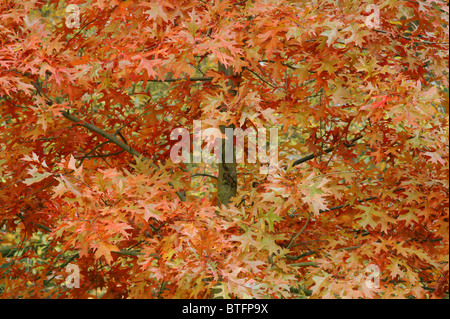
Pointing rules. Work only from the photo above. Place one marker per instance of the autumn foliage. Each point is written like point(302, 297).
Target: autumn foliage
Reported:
point(357, 89)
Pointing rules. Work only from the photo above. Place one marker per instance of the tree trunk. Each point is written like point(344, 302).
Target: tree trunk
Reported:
point(227, 180)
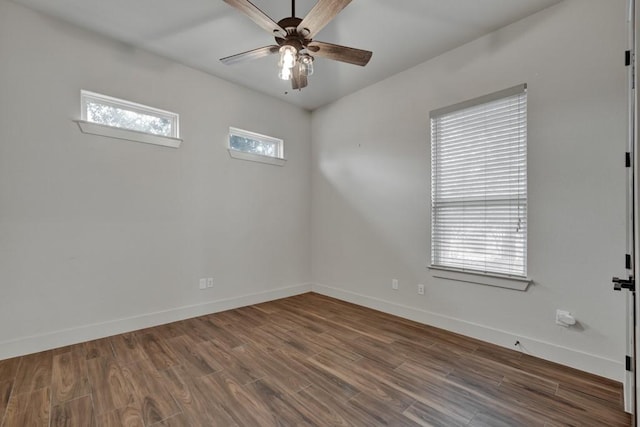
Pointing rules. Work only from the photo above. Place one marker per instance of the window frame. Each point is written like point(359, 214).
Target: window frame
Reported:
point(96, 128)
point(444, 271)
point(278, 160)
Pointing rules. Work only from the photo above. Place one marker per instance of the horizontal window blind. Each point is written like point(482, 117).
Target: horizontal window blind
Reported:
point(479, 184)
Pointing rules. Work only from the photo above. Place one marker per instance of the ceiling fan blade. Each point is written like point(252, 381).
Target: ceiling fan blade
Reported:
point(321, 14)
point(298, 80)
point(250, 55)
point(258, 16)
point(340, 53)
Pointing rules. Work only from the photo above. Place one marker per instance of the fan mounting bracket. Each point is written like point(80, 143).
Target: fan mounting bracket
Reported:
point(293, 38)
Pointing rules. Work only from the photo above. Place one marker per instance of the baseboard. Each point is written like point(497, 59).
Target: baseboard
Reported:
point(60, 338)
point(566, 356)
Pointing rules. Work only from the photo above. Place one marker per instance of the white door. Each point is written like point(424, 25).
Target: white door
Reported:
point(633, 258)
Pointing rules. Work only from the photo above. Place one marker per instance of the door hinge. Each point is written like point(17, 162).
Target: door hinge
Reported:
point(620, 284)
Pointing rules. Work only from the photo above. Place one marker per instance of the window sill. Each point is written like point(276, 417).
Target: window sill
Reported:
point(514, 283)
point(256, 158)
point(126, 134)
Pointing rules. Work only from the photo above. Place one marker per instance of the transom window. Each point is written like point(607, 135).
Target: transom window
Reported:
point(479, 185)
point(119, 113)
point(254, 143)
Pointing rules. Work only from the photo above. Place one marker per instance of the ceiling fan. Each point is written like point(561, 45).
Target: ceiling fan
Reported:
point(294, 38)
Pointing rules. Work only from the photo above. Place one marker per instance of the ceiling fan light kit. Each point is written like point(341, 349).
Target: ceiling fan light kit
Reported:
point(294, 38)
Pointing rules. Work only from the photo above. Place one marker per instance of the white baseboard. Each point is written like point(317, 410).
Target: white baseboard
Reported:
point(566, 356)
point(60, 338)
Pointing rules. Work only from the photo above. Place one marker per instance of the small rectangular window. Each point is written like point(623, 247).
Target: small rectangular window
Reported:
point(122, 114)
point(254, 143)
point(479, 185)
point(252, 146)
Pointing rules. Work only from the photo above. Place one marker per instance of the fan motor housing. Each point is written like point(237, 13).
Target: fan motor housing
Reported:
point(293, 38)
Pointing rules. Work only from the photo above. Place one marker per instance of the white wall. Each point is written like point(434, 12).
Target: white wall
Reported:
point(98, 235)
point(371, 183)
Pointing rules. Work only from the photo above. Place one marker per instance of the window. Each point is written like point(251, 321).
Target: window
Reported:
point(118, 118)
point(479, 185)
point(253, 146)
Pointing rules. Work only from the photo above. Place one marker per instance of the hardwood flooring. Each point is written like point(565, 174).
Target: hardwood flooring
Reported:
point(304, 360)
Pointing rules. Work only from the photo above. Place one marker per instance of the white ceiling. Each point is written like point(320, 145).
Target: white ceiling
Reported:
point(198, 33)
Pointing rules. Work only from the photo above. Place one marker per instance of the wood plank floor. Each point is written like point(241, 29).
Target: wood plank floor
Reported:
point(304, 360)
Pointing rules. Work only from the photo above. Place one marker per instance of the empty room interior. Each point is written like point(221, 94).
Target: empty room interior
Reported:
point(363, 213)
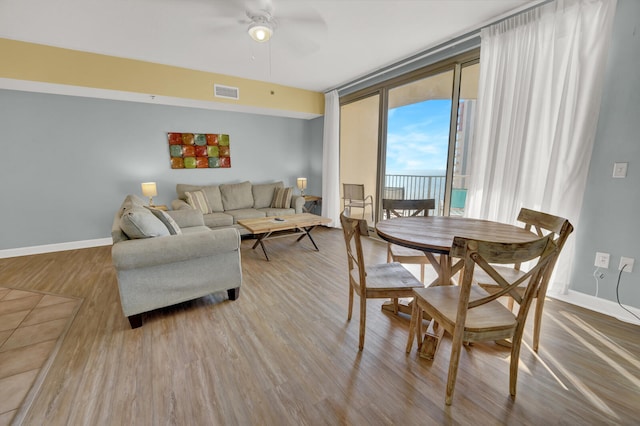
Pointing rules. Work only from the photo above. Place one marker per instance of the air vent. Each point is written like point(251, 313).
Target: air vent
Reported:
point(227, 92)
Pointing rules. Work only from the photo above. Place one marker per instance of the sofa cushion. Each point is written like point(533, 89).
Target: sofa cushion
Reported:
point(138, 222)
point(214, 220)
point(167, 220)
point(214, 198)
point(198, 201)
point(245, 214)
point(272, 212)
point(236, 196)
point(263, 194)
point(282, 198)
point(187, 218)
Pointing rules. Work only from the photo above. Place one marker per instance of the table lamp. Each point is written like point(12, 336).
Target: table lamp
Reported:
point(149, 190)
point(302, 185)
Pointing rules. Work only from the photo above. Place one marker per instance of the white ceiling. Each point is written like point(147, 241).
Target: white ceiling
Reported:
point(317, 45)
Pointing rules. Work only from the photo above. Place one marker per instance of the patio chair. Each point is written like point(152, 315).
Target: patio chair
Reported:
point(353, 196)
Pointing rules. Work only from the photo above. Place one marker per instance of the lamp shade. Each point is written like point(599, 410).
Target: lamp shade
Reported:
point(149, 189)
point(302, 183)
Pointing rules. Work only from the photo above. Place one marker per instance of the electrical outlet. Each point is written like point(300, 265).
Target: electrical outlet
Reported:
point(626, 261)
point(602, 260)
point(620, 170)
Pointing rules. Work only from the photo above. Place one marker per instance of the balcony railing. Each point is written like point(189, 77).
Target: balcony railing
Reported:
point(409, 187)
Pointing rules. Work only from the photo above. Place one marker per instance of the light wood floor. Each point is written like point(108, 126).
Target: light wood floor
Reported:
point(284, 354)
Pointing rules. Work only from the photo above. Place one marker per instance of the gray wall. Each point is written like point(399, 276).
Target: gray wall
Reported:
point(66, 163)
point(609, 218)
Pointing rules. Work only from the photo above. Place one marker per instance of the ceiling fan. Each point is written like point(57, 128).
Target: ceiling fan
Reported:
point(294, 24)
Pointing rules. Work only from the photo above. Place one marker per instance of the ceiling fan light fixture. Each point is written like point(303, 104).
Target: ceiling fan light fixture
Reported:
point(260, 32)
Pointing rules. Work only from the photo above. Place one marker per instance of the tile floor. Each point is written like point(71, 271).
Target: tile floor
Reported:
point(31, 326)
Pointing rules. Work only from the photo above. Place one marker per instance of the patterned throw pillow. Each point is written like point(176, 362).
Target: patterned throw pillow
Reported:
point(138, 222)
point(282, 198)
point(167, 220)
point(198, 201)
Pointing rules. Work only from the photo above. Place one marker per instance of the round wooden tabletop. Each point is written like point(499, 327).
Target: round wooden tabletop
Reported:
point(435, 233)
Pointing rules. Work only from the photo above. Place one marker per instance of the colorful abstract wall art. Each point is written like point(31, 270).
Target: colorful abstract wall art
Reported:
point(199, 151)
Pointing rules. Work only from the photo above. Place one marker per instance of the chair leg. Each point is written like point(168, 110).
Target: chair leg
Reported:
point(510, 303)
point(350, 303)
point(537, 322)
point(515, 359)
point(419, 318)
point(363, 320)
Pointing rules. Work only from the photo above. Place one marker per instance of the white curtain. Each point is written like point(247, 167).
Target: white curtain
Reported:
point(331, 159)
point(541, 76)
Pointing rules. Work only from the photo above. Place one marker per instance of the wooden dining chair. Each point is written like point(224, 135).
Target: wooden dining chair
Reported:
point(541, 224)
point(353, 196)
point(386, 280)
point(469, 313)
point(402, 208)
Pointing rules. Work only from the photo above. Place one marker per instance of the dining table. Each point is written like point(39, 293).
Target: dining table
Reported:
point(434, 236)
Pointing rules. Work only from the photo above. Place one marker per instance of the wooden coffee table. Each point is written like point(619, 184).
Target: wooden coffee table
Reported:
point(267, 228)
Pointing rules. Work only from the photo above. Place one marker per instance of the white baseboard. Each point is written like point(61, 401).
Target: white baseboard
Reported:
point(597, 304)
point(49, 248)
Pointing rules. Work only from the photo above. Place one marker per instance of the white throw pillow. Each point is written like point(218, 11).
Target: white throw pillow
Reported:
point(167, 220)
point(138, 222)
point(282, 198)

# [CHALLENGE]
Can you rewrite the records above as a Markdown table with the columns Row and Line, numbering each line in order, skipping blank lines, and leaving the pictures out?

# [ANSWER TO THIS TASK]
| Row | Line |
|---|---|
| 1 | Pointing rules. Work only from the photo above. Place one marker per instance of the autumn foliage. Each point is written like point(302, 297). |
| 2 | Target: autumn foliage |
| 3 | Reported: |
| 4 | point(357, 89) |
| 5 | Pointing rules. Work only from the photo above. Place one marker per instance of the tree trunk. Each point is written like point(344, 302). |
| 6 | Target: tree trunk |
| 7 | Reported: |
| 8 | point(227, 180) |
| 9 | Pointing rules. Work only from the photo above. Place one marker per instance of the window frame. Each point is written like point(359, 214). |
| 10 | Target: window frame |
| 11 | Reported: |
| 12 | point(96, 128) |
| 13 | point(444, 271) |
| 14 | point(278, 160) |
| 15 | Pointing rules. Work only from the photo above. Place one marker per instance of the horizontal window blind. Each point is written like point(482, 117). |
| 16 | Target: horizontal window blind |
| 17 | Reported: |
| 18 | point(479, 184) |
| 19 | Pointing rules. Work only from the photo above. Place one marker per instance of the ceiling fan blade. Each point is written like point(252, 381). |
| 20 | Target: ceiling fan blade |
| 21 | Reported: |
| 22 | point(321, 14) |
| 23 | point(298, 80) |
| 24 | point(250, 55) |
| 25 | point(258, 16) |
| 26 | point(340, 53) |
| 27 | Pointing rules. Work only from the photo above. Place one marker per instance of the fan mounting bracket. Each point is written like point(80, 143). |
| 28 | Target: fan mounting bracket |
| 29 | Reported: |
| 30 | point(293, 38) |
| 31 | Pointing rules. Work only from the photo above. Place one marker per instance of the baseboard. Each point is written like point(497, 59). |
| 32 | Target: baseboard |
| 33 | Reported: |
| 34 | point(60, 338) |
| 35 | point(566, 356) |
| 36 | Pointing rules. Work only from the photo above. Place one marker per instance of the white door. Each point is written like point(424, 25). |
| 37 | Target: white door |
| 38 | Reported: |
| 39 | point(633, 258) |
| 40 | Pointing rules. Work only from the photo above. Place one marker per instance of the door hinge. Each point is written like point(17, 162). |
| 41 | Target: door hinge |
| 42 | Reported: |
| 43 | point(620, 284) |
| 44 | Pointing rules. Work only from the photo above. Place one marker per instance of the window sill. Each point is written like point(276, 417). |
| 45 | Target: window sill |
| 46 | Reported: |
| 47 | point(514, 283) |
| 48 | point(256, 158) |
| 49 | point(126, 134) |
| 50 | Pointing rules. Work only from the photo above. Place one marker per instance of the transom window. Each point is written like point(607, 135). |
| 51 | Target: transom window |
| 52 | Reported: |
| 53 | point(479, 185) |
| 54 | point(119, 113) |
| 55 | point(254, 143) |
| 56 | Pointing rules. Work only from the photo above. Place one marker per instance of the ceiling fan. Each point is written like point(561, 45). |
| 57 | Target: ceiling fan |
| 58 | Reported: |
| 59 | point(294, 38) |
| 60 | Pointing rules. Work only from the photo above. Place one marker per instance of the ceiling fan light kit. Each point is written like point(341, 349). |
| 61 | Target: ceiling fan light kit |
| 62 | Reported: |
| 63 | point(294, 38) |
| 64 | Pointing rules. Work only from the photo above. Place one marker per instance of the white baseboard. Each point is written like point(317, 410). |
| 65 | Target: white baseboard |
| 66 | Reported: |
| 67 | point(566, 356) |
| 68 | point(60, 338) |
| 69 | Pointing rules. Work only from the photo above. Place one marker per instance of the small rectangular window. Each point is written like point(623, 247). |
| 70 | Target: small rectangular window |
| 71 | Reported: |
| 72 | point(122, 114) |
| 73 | point(254, 143) |
| 74 | point(479, 185) |
| 75 | point(252, 146) |
| 76 | Pointing rules. Work only from the photo above. Place one marker per instance of the fan motor housing. Each point is written like point(237, 13). |
| 77 | Target: fan motor housing |
| 78 | Reported: |
| 79 | point(293, 38) |
| 80 | Pointing rules. Work only from the photo above. Place one marker per instance of the white wall. Each point is written like point(434, 12). |
| 81 | Target: white wall |
| 82 | Reported: |
| 83 | point(98, 235) |
| 84 | point(371, 183) |
| 85 | Pointing rules. Work only from the photo above. Place one marker per instance of the window. Each point is written like point(251, 321). |
| 86 | Target: window |
| 87 | Reported: |
| 88 | point(118, 118) |
| 89 | point(479, 185) |
| 90 | point(253, 146) |
| 91 | Pointing rules. Work only from the photo above. Place one marker per instance of the hardwood flooring. Each point is written like point(565, 174). |
| 92 | Target: hardwood flooring |
| 93 | Reported: |
| 94 | point(304, 360) |
| 95 | Pointing rules. Work only from the photo above. Place one marker per instance of the white ceiling. Each point is written like point(320, 145). |
| 96 | Target: white ceiling |
| 97 | Reported: |
| 98 | point(198, 33) |
| 99 | Pointing rules. Work only from the photo above. Place one marker per instance of the wood plank floor. Each point is written like point(241, 29). |
| 100 | Target: wood plank floor |
| 101 | Reported: |
| 102 | point(304, 360) |
| 103 | Pointing rules. Work only from the photo above. Place one marker per instance of the empty room interior. Each point is written like point(221, 94). |
| 104 | Target: empty room interior |
| 105 | Reported: |
| 106 | point(363, 213) |
| 107 | Pointing rules. Work only from the photo above. Place one marker per instance of the air vent. Each point is written like point(251, 313). |
| 108 | Target: air vent |
| 109 | Reported: |
| 110 | point(227, 92) |
| 111 | Pointing rules. Work only from the photo above. Place one marker per instance of the sofa cushion. Each point is written like point(533, 89). |
| 112 | Target: sofa cushion |
| 113 | Reported: |
| 114 | point(138, 222) |
| 115 | point(214, 220) |
| 116 | point(167, 220) |
| 117 | point(214, 198) |
| 118 | point(198, 201) |
| 119 | point(245, 214) |
| 120 | point(272, 212) |
| 121 | point(236, 196) |
| 122 | point(263, 194) |
| 123 | point(282, 198) |
| 124 | point(187, 218) |
| 125 | Pointing rules. Work only from the photo above. Place one marker per instance of the table lamp. Each point is written like point(12, 336). |
| 126 | Target: table lamp |
| 127 | Reported: |
| 128 | point(149, 190) |
| 129 | point(302, 185) |
| 130 | Pointing rules. Work only from the photo above. Place one marker per instance of the white ceiling. Each point is written like point(147, 241). |
| 131 | Target: white ceiling |
| 132 | Reported: |
| 133 | point(317, 45) |
| 134 | Pointing rules. Work only from the photo above. Place one marker per instance of the patio chair. Each point is written like point(152, 315). |
| 135 | Target: patio chair |
| 136 | Reported: |
| 137 | point(353, 196) |
| 138 | Pointing rules. Work only from the photo above. Place one marker per instance of the lamp shade. Each point is written like point(599, 410). |
| 139 | Target: lamp shade |
| 140 | Reported: |
| 141 | point(149, 189) |
| 142 | point(302, 183) |
| 143 | Pointing rules. Work only from the photo above. Place one marker per instance of the electrical outlet. Each point is written like point(300, 265). |
| 144 | Target: electrical outlet |
| 145 | Reported: |
| 146 | point(626, 261) |
| 147 | point(602, 260) |
| 148 | point(620, 170) |
| 149 | Pointing rules. Work only from the photo above. Place one marker per instance of the balcony railing. Each point is written like point(189, 77). |
| 150 | Target: balcony railing |
| 151 | Reported: |
| 152 | point(409, 187) |
| 153 | Pointing rules. Work only from the photo above. Place one marker per instance of the light wood floor. Each point is written like point(108, 126). |
| 154 | Target: light wood floor |
| 155 | Reported: |
| 156 | point(284, 354) |
| 157 | Pointing rules. Work only from the photo above. Place one marker per instance of the gray wall. Each point is written like point(399, 276). |
| 158 | Target: gray wall |
| 159 | Reported: |
| 160 | point(66, 163) |
| 161 | point(609, 218) |
| 162 | Pointing rules. Work only from the photo above. Place one marker per instance of the ceiling fan. Each point is written like point(57, 128). |
| 163 | Target: ceiling fan |
| 164 | Reported: |
| 165 | point(294, 24) |
| 166 | Pointing rules. Work only from the photo above. Place one marker per instance of the ceiling fan light fixture. Each point is written like point(303, 104). |
| 167 | Target: ceiling fan light fixture |
| 168 | Reported: |
| 169 | point(260, 32) |
| 170 | Pointing rules. Work only from the photo above. Place one marker per instance of the tile floor. Each point is written like point(71, 271). |
| 171 | Target: tile floor |
| 172 | Reported: |
| 173 | point(31, 326) |
| 174 | Pointing rules. Work only from the photo above. Place one marker per instance of the patterned throw pillow. Each point is written like point(176, 362). |
| 175 | Target: patterned throw pillow |
| 176 | Reported: |
| 177 | point(138, 222) |
| 178 | point(282, 198) |
| 179 | point(167, 220) |
| 180 | point(198, 201) |
| 181 | Pointing rules. Work only from the photo above. Place one marker per instance of the round wooden tabletop. Each point is written like point(499, 327). |
| 182 | Target: round wooden tabletop |
| 183 | Reported: |
| 184 | point(435, 233) |
| 185 | Pointing rules. Work only from the photo above. Place one marker per instance of the colorful abstract wall art. Each point is written like point(31, 270). |
| 186 | Target: colorful abstract wall art |
| 187 | Reported: |
| 188 | point(199, 151) |
| 189 | Pointing rules. Work only from the photo above. Place one marker per instance of the chair leg. Each point is written like point(168, 110). |
| 190 | Target: chair leg |
| 191 | Reported: |
| 192 | point(510, 303) |
| 193 | point(350, 303) |
| 194 | point(537, 322) |
| 195 | point(515, 359) |
| 196 | point(419, 318) |
| 197 | point(363, 320) |
| 198 | Pointing rules. Work only from the photo above. Place one marker per instance of the white curtain. Each point is written like point(247, 167). |
| 199 | Target: white curtain |
| 200 | Reported: |
| 201 | point(331, 159) |
| 202 | point(541, 76) |
| 203 | Pointing rules. Work only from the photo above. Place one marker per instance of the wooden dining chair. Each point is written like point(224, 135). |
| 204 | Target: wooden dining chair |
| 205 | Reported: |
| 206 | point(541, 224) |
| 207 | point(353, 196) |
| 208 | point(386, 280) |
| 209 | point(469, 313) |
| 210 | point(402, 208) |
| 211 | Pointing rules. Work only from the photo above. Place one marker per instance of the dining table. Each point is written like point(39, 293). |
| 212 | Target: dining table |
| 213 | Reported: |
| 214 | point(434, 236) |
| 215 | Pointing rules. Work only from the photo above. Place one marker per instance of the wooden coffee table. Each point is written like point(619, 184). |
| 216 | Target: wooden coffee table |
| 217 | Reported: |
| 218 | point(267, 228) |
| 219 | Pointing rules. Work only from the photo above. Place one marker per instance of the white baseboard. Each point is written like point(61, 401). |
| 220 | Target: white baseboard |
| 221 | Reported: |
| 222 | point(597, 304) |
| 223 | point(49, 248) |
| 224 | Pointing rules. Work only from the photo above. Place one marker per instance of the white throw pillow. Each point is written like point(218, 11). |
| 225 | Target: white throw pillow |
| 226 | Reported: |
| 227 | point(167, 220) |
| 228 | point(138, 222) |
| 229 | point(282, 198) |